━━ ИСХОДНЫЙ ТЕКСТ ━━

В 1453 году Папа Мартин V с большим уважением и щедростью принял Филельфо в Риме. Еще большее расположение к нему проявил Альфонсо Арагонский. Он произвел Филельфо в рыцари, предоставив ему право иметь собственное войско, и увенчал его лавровым венком как поэта. Но по возвращении в Милан его ожидало, возможно, еще более замечательное свидетельство его почетного положения. Константинополь пал, и, как ему стало известно, его теща с двумя сестрами его первой жены оказались в рабстве у завоевателя. Франческо Сфорца высказал ему свои соболезнования и отправил в Константинополь двух молодых людей с письмом от Филельфо и написанной им одой Мухаммеду II, после чего тот отдал приказ об освобождении его родственниц.

━━━
━━ ДАННЫЕ ━━

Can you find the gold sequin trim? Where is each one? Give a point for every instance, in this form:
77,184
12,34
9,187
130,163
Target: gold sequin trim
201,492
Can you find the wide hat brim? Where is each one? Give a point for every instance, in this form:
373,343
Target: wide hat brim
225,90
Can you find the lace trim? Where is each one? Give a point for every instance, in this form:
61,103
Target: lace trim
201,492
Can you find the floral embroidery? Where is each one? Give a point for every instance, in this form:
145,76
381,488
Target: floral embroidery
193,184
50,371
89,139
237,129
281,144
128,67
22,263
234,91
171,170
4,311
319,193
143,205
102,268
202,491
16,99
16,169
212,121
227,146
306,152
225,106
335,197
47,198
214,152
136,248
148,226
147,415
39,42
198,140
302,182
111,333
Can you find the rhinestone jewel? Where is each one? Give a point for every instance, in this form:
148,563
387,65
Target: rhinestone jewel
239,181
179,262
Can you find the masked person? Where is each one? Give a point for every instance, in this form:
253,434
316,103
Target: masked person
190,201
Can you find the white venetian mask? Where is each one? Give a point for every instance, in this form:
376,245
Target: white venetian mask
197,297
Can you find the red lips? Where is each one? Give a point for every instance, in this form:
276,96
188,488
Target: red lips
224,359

━━━
━━ ДАННЫЕ ━━

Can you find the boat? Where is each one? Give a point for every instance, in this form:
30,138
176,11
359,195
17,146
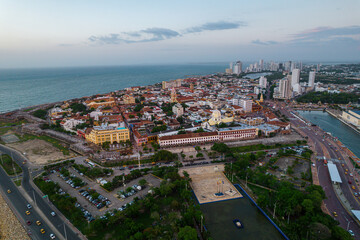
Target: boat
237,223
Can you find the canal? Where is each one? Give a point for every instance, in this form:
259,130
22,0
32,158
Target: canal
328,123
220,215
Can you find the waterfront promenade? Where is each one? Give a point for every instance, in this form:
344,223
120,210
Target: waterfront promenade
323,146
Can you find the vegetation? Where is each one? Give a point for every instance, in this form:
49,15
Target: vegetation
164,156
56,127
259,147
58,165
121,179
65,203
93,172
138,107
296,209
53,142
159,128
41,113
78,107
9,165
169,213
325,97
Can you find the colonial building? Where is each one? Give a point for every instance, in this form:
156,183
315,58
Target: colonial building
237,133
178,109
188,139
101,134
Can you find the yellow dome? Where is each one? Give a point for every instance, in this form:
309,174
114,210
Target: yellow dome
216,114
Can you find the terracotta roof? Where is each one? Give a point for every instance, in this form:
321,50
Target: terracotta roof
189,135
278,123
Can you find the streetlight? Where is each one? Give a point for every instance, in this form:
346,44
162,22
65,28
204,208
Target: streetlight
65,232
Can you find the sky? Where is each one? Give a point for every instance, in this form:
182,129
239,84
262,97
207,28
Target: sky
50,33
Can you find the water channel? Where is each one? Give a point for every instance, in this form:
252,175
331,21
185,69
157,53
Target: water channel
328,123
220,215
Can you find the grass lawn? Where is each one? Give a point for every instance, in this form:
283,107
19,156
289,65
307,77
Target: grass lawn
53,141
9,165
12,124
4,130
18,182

━━━

ЧТО НУЖНО СДЕЛАТЬ:
• a. Перепишите слово в слово кусок из текста о Филельфо: начните со слов «В 1453 году» и закончите словами «освобождении его родственниц.».
• b. Кого, согласно тексту о Филельфо, Франческо Сфорца отправил в Константинополь и с чем?
• c. Перескажите списком абзац из текста о Филельфо, который начинается словами «В 1453 году Папа Мартин V», сохранив главные факты.

ОТВЕТЫ ПО ЗАДАНИЯМ:
• a.
В 1453 году Папа Мартин V с большим уважением и щедростью принял Филельфо в Риме. Еще большее расположение к нему проявил Альфонсо Арагонский. Он произвел Филельфо в рыцари, предоставив ему право иметь собственное войско, и увенчал его лавровым венком как поэта. Но по возвращении в Милан его ожидало, возможно, еще более замечательное свидетельство его почетного положения. Константинополь пал, и, как ему стало известно, его теща с двумя сестрами его первой жены оказались в рабстве у завоевателя. Франческо Сфорца высказал ему свои соболезнования и отправил в Константинополь двух молодых людей с письмом от Филельфо и написанной им одой Мухаммеду II, после чего тот отдал приказ об освобождении его родственниц.

• b. Двух молодых людей с письмом от Филельфо и одой Мухаммеду II, которую написал Филельфо.

• c.
- В 1453 году Папа Мартин V с почетом и щедростью принял Филельфо в Риме.
- Альфонсо Арагонский посвятил Филельфо в рыцари, дал ему право на собственное войско и увенчал его лавровым венком как поэта.
- Константинополь пал, и теща Филельфо с двумя сестрами его первой жены попали в рабство к завоевателю.
- Франческо Сфорца выразил Филельфо соболезнования и отправил в Константинополь двух молодых людей с письмом Филельфо и его одой Мухаммеду II.
- После этого Мухаммед II приказал освободить родственниц Филельфо.